Your objective: Beginning at the line that contains "103L203 89L131 179L154", write out each remaining line of the entries below exactly as it stands.

Stored records:
++++++++

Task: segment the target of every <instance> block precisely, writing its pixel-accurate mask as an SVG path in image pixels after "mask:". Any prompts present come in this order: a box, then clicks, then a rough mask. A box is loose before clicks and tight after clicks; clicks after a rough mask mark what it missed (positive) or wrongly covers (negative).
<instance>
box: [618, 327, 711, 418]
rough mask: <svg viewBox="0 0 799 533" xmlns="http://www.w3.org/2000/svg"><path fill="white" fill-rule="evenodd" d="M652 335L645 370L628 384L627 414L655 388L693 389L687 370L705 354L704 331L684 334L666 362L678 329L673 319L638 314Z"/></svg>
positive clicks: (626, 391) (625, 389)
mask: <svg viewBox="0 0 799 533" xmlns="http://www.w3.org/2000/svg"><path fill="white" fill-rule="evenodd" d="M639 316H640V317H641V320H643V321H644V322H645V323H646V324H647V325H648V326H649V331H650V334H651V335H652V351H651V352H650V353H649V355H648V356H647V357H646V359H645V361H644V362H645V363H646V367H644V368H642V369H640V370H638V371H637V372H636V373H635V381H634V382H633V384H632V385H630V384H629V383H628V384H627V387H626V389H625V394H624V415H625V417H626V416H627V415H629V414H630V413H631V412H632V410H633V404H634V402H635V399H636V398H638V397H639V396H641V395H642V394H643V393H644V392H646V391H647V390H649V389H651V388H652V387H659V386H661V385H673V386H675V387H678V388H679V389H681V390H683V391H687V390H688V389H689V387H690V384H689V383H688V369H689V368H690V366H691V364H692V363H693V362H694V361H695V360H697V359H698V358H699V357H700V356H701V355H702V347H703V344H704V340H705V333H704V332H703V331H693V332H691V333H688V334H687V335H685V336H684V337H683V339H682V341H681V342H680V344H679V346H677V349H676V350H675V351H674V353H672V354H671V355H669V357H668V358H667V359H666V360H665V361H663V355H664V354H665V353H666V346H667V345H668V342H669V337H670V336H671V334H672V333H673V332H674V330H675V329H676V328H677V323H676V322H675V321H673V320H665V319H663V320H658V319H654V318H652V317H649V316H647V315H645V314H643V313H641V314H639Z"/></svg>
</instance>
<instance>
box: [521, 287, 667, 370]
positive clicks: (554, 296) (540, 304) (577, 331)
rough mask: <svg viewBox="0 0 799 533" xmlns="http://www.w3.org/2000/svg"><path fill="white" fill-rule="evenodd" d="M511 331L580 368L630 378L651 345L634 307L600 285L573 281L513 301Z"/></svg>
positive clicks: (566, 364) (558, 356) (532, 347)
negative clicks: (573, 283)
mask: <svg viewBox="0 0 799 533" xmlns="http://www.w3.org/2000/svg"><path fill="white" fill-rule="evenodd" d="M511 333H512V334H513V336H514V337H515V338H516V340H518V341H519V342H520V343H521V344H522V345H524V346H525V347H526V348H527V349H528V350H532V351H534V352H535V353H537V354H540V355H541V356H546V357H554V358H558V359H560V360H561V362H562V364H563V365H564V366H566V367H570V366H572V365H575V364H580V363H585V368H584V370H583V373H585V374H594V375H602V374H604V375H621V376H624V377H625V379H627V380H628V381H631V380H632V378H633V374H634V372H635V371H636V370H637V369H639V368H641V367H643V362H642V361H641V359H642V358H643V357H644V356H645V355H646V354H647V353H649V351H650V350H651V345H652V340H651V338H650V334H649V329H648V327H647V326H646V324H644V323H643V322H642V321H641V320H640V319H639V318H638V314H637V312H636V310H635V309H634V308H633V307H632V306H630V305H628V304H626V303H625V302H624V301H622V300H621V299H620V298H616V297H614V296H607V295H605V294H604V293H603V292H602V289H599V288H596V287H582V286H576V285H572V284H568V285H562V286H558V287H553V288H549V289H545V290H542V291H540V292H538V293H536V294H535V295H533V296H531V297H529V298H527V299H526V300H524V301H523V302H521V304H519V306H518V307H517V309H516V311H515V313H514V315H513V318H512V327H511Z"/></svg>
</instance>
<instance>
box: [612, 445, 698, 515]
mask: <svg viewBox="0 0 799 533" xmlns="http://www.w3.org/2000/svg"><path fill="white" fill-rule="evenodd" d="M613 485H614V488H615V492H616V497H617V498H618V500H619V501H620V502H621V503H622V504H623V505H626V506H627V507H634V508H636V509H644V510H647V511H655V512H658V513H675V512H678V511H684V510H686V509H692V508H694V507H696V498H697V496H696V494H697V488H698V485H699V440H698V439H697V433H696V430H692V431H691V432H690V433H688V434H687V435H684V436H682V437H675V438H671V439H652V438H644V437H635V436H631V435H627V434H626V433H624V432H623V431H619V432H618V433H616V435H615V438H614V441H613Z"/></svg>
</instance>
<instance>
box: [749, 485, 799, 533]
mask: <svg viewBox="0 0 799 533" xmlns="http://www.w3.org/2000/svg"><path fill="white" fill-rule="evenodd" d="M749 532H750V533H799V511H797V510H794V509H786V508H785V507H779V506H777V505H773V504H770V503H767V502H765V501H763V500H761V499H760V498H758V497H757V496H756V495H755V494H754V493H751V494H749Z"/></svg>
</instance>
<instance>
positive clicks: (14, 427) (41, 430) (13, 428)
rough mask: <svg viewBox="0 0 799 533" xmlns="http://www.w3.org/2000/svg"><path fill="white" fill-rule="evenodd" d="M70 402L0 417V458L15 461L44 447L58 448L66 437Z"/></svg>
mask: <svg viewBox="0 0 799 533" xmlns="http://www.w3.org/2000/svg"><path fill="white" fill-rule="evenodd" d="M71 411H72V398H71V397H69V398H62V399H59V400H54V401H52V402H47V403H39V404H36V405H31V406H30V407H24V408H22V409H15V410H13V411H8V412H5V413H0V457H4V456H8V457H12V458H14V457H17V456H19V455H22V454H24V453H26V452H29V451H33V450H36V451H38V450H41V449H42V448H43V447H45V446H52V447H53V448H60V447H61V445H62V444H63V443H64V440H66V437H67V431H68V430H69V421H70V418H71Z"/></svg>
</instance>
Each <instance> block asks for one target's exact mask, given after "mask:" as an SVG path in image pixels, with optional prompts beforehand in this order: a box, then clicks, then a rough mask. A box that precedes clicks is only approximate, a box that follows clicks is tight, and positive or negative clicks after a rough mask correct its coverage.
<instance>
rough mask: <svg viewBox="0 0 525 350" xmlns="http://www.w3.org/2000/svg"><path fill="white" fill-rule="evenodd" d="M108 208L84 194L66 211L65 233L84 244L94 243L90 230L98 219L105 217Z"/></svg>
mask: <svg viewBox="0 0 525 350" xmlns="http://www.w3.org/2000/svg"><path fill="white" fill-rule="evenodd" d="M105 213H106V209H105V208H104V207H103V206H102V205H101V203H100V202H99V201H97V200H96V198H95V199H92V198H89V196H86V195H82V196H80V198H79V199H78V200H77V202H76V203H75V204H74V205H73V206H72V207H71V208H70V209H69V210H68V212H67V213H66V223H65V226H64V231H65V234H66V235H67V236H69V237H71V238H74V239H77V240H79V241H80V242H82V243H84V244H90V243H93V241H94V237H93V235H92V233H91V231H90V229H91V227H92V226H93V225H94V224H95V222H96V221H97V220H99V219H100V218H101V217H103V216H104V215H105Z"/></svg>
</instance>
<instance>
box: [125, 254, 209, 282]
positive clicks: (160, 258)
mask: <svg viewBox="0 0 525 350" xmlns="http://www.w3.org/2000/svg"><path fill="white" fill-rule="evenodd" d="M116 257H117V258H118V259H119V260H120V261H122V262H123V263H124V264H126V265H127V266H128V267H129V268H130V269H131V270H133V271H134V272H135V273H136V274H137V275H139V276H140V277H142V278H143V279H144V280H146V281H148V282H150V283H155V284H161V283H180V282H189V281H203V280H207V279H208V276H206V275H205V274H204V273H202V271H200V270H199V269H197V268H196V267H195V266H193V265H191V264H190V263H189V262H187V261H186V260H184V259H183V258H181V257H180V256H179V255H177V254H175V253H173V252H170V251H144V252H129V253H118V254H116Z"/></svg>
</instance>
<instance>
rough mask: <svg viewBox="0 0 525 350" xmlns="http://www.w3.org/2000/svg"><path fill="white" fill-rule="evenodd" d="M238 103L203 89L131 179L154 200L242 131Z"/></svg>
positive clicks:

++++++++

Solution below:
rough mask: <svg viewBox="0 0 525 350" xmlns="http://www.w3.org/2000/svg"><path fill="white" fill-rule="evenodd" d="M238 103L203 89L131 179L154 200L242 131Z"/></svg>
positive clicks:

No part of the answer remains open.